▶ _Instruction 1_
Within the records, reproduce every line of the part that opens with the line containing "Spot the teapot handle" and closes with the line containing "x=43, y=133", requests included, shifting each coordinate value in the answers by -30. Provide only those lines.

▶ _Given text_
☆ ☆ ☆
Major General Sir Walter Arthur George Burns,  (29 January 1911 – 5 May 1997) was a British Army officer and native of Hertfordshire.

Early life
Burns was born on 29 January 1911 to art collector Walter Spencer Morgan Burns (1872–1929), and Ruth Evelyn Cavendish-Bentinck (1883–1978), who married in 1907. His sister was Cynthia Mary Burns, the first wife of Sir John Carew Pole, 12th Baronet.

His father was a nephew of the prominent American banker J. P. Morgan and a grandson of Junius Spencer Morgan. His maternal grandparents were American heiress Elizabeth Livingston Cavendish-Bentinck (a daughter of Maturin Livingston Jr.) and William George Cavendish-Bentinck MP (a son of George Cavendish-Bentinck MP). Through his sister, he was an uncle to Sir Richard Carew Pole, 13th Baronet.

Burns was educated at Eton and Trinity College, Cambridge.

Military career
He obtained a commission in the Coldstream Guards in 1932, and served as aide-de-camp to the Viceroy of India, the Marquess of Linlithgow from 1938 to 1940.

He then held several staff posts during the Second World War: adjutant of the 1st Battalion Coldstream Guards from 1940 to 1941 (in which service he received the Military Cross), brigade major of the 9th Infantry Brigade from 1941 to 1942, Support Group Guards Armoured Division in 1942 and 32nd Guards Brigade from 1942 to 1943.
☆ ☆ ☆
▶ _Record set_
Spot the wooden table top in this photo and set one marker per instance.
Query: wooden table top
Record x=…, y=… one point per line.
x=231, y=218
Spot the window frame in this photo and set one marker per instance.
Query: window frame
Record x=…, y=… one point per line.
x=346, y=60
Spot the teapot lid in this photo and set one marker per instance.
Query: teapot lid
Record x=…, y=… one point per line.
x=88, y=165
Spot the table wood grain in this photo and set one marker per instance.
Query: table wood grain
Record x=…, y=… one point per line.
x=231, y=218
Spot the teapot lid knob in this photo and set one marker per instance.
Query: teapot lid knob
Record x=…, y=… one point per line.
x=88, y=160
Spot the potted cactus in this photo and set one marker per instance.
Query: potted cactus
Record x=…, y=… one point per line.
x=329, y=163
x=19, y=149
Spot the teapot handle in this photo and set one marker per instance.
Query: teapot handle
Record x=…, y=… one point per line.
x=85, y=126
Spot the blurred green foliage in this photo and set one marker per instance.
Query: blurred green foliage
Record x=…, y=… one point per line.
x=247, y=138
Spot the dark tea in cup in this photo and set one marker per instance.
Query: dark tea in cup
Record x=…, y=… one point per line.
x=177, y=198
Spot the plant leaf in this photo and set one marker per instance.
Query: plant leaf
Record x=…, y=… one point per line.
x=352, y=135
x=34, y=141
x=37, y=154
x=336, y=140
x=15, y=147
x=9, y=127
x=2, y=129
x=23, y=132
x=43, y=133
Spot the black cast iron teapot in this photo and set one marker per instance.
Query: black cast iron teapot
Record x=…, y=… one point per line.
☆ ☆ ☆
▶ _Instruction 2_
List every person in the biography of Walter Arthur George Burns who is named with the surname Cavendish-Bentinck.

▶ _Exercise solution 1_
Spot the teapot handle in this photo and set one marker per instance.
Query: teapot handle
Record x=…, y=… one point per line.
x=55, y=96
Spot the blurred green foliage in this photo and set one marker per instance.
Query: blurred green foliage
Record x=…, y=… one point per line.
x=217, y=108
Spot the dark tea in cup in this photo and set one marker per instance.
Query: dark tea in cup
Record x=…, y=… one point per line.
x=147, y=168
Spot the plant leaf in this photo and set one marker per instance.
Query: plant leaf
Record x=…, y=… one point per line.
x=322, y=105
x=4, y=111
x=7, y=124
x=306, y=110
x=-15, y=117
x=-21, y=97
x=-28, y=99
x=-7, y=102
x=13, y=103

▶ _Exercise solution 2_
Ruth Evelyn Cavendish-Bentinck
Elizabeth Livingston Cavendish-Bentinck
William George Cavendish-Bentinck
George Cavendish-Bentinck